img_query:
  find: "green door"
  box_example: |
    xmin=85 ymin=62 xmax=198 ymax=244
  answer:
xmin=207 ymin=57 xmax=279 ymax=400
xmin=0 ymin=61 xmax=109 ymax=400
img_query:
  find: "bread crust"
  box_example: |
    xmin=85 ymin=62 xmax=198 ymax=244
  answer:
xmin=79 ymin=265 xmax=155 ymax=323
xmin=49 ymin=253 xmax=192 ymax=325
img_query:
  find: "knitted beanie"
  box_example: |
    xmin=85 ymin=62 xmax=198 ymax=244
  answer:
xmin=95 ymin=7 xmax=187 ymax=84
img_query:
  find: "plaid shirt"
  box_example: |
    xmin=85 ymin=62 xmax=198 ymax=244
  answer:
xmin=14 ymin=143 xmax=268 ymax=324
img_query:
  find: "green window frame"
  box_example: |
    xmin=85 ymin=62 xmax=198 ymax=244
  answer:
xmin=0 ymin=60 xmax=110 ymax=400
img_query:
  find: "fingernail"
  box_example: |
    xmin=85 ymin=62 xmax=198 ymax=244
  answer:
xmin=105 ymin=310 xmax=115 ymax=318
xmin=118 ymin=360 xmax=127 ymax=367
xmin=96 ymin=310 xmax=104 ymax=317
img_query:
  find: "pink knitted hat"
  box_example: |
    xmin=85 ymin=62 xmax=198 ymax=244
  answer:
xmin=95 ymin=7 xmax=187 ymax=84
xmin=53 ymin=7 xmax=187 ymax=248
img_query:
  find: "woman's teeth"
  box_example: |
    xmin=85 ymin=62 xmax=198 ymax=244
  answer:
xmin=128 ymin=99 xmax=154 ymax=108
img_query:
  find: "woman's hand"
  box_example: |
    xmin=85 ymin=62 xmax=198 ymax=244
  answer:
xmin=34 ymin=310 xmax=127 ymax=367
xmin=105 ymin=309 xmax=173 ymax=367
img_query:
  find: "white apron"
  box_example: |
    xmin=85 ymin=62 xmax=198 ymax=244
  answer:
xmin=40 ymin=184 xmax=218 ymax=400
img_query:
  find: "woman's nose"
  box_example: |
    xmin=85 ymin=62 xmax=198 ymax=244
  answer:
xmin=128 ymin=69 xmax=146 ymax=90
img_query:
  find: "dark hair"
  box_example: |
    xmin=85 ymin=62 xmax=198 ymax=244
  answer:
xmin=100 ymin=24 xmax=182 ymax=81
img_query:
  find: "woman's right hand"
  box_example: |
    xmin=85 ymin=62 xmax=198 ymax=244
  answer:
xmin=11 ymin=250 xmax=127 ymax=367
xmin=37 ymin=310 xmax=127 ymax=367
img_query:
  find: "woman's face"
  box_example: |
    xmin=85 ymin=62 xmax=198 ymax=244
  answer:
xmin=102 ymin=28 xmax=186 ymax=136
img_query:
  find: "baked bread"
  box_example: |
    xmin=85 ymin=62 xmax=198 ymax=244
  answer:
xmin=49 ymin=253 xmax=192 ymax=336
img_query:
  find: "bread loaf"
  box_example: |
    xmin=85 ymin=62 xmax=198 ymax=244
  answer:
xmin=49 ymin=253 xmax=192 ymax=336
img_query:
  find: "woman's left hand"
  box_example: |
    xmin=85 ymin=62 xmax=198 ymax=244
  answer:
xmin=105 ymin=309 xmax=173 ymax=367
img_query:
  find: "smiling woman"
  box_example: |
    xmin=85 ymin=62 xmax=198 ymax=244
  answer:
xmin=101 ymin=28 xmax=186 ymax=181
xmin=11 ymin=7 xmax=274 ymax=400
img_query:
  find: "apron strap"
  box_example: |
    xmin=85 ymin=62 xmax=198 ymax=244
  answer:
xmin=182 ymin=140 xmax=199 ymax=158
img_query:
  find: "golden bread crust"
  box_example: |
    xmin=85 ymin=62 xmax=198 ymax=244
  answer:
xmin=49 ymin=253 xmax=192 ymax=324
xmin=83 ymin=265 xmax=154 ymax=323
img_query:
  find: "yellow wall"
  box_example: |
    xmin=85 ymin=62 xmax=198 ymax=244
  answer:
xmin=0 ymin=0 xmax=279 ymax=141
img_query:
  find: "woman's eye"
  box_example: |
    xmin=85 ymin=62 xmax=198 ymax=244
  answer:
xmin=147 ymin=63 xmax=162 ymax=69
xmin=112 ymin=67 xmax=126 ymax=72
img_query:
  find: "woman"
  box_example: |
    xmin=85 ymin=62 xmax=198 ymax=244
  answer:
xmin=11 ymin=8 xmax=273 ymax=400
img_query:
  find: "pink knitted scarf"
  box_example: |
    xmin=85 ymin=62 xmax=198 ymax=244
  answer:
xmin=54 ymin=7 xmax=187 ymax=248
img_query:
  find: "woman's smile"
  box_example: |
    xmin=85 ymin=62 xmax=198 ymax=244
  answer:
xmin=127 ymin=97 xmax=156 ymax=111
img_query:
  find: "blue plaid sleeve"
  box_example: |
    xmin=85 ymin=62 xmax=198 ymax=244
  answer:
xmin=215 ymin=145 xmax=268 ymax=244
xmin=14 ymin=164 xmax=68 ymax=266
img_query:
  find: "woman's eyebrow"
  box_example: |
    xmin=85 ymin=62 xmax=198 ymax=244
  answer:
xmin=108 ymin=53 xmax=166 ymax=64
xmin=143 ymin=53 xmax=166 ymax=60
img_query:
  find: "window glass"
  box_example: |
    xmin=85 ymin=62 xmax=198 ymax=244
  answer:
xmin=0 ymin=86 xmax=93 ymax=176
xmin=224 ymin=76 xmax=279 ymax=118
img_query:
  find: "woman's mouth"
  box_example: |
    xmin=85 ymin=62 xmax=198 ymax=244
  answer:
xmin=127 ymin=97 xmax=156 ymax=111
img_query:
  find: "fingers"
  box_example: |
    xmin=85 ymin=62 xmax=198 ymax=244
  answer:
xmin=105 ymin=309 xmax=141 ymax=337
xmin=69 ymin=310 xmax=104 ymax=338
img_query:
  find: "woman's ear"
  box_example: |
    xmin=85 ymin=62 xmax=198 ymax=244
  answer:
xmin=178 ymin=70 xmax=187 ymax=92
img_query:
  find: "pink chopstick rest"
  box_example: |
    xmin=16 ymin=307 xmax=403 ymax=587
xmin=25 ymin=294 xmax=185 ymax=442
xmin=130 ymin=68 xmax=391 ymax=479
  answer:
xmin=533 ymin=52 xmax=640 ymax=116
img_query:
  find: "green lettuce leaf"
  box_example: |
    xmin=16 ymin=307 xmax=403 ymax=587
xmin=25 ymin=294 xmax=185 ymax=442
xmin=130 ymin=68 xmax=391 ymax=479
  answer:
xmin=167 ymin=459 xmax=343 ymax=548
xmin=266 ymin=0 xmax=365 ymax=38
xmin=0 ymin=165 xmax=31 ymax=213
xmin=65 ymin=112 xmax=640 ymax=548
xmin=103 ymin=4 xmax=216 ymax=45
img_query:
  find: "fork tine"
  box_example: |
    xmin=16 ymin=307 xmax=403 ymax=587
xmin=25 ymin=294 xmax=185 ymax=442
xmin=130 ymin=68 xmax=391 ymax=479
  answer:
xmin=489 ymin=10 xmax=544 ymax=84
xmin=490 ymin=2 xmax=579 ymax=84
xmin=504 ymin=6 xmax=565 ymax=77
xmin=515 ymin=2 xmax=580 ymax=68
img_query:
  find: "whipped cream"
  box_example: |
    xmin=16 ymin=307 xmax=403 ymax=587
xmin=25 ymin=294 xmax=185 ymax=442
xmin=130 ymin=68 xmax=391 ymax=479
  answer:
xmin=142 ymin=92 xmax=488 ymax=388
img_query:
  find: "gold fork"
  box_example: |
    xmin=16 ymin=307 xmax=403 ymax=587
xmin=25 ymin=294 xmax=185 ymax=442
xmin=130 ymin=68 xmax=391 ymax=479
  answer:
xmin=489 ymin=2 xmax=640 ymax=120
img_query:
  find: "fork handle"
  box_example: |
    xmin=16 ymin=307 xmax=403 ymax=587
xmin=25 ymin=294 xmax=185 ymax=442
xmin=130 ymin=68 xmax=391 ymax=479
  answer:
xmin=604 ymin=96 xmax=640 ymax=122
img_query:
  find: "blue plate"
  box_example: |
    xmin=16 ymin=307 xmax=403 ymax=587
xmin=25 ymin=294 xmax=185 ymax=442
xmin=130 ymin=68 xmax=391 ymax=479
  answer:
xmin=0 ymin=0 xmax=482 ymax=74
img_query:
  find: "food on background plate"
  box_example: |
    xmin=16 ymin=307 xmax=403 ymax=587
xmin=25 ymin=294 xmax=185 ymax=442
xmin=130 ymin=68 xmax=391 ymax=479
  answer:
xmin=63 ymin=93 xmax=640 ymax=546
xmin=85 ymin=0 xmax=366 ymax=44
____
• _Exercise_:
Reproduce the records verbatim, starting at the first line and continuing through the line containing "xmin=102 ymin=28 xmax=186 ymax=136", with that line included.

• _The reply_:
img_query:
  find: "green door"
  box_example: |
    xmin=85 ymin=62 xmax=198 ymax=244
  answer:
xmin=207 ymin=57 xmax=279 ymax=400
xmin=0 ymin=61 xmax=109 ymax=400
img_query:
  find: "bread crust"
  box_example: |
    xmin=85 ymin=62 xmax=198 ymax=244
  answer:
xmin=79 ymin=265 xmax=155 ymax=323
xmin=49 ymin=253 xmax=192 ymax=325
img_query:
  find: "knitted beanie"
  box_example: |
    xmin=85 ymin=62 xmax=198 ymax=244
  answer:
xmin=95 ymin=7 xmax=187 ymax=84
img_query:
  find: "plaid shirt"
  box_example: |
    xmin=85 ymin=62 xmax=198 ymax=244
  answer:
xmin=14 ymin=143 xmax=268 ymax=324
img_query:
  find: "green window frame"
  box_example: |
    xmin=85 ymin=62 xmax=198 ymax=244
  answer:
xmin=0 ymin=60 xmax=110 ymax=400
img_query:
  find: "fingernail"
  box_example: |
    xmin=85 ymin=62 xmax=198 ymax=244
  answer:
xmin=105 ymin=310 xmax=115 ymax=318
xmin=118 ymin=360 xmax=127 ymax=367
xmin=96 ymin=310 xmax=104 ymax=317
img_query:
  find: "pink knitted hat"
  box_example: |
    xmin=85 ymin=62 xmax=198 ymax=244
  answer:
xmin=95 ymin=7 xmax=187 ymax=84
xmin=53 ymin=7 xmax=187 ymax=248
img_query:
  find: "woman's teeth"
  box_example: |
    xmin=85 ymin=62 xmax=198 ymax=244
  answer:
xmin=128 ymin=99 xmax=154 ymax=108
img_query:
  find: "woman's hand"
  box_example: |
    xmin=85 ymin=62 xmax=198 ymax=244
  answer:
xmin=34 ymin=310 xmax=127 ymax=367
xmin=105 ymin=309 xmax=173 ymax=367
img_query:
  find: "white apron"
  box_example: |
    xmin=85 ymin=62 xmax=198 ymax=244
  answer:
xmin=40 ymin=184 xmax=218 ymax=400
img_query:
  find: "woman's nose"
  box_example: |
    xmin=85 ymin=62 xmax=198 ymax=244
  answer:
xmin=128 ymin=69 xmax=146 ymax=90
img_query:
  find: "dark hair"
  box_example: |
    xmin=85 ymin=62 xmax=198 ymax=244
  answer:
xmin=100 ymin=24 xmax=182 ymax=81
img_query:
  find: "woman's right hand"
  box_example: |
    xmin=85 ymin=62 xmax=198 ymax=244
  answer:
xmin=11 ymin=250 xmax=127 ymax=367
xmin=37 ymin=310 xmax=127 ymax=367
img_query:
  find: "woman's face"
  box_example: |
    xmin=85 ymin=62 xmax=198 ymax=244
  answer:
xmin=102 ymin=28 xmax=186 ymax=136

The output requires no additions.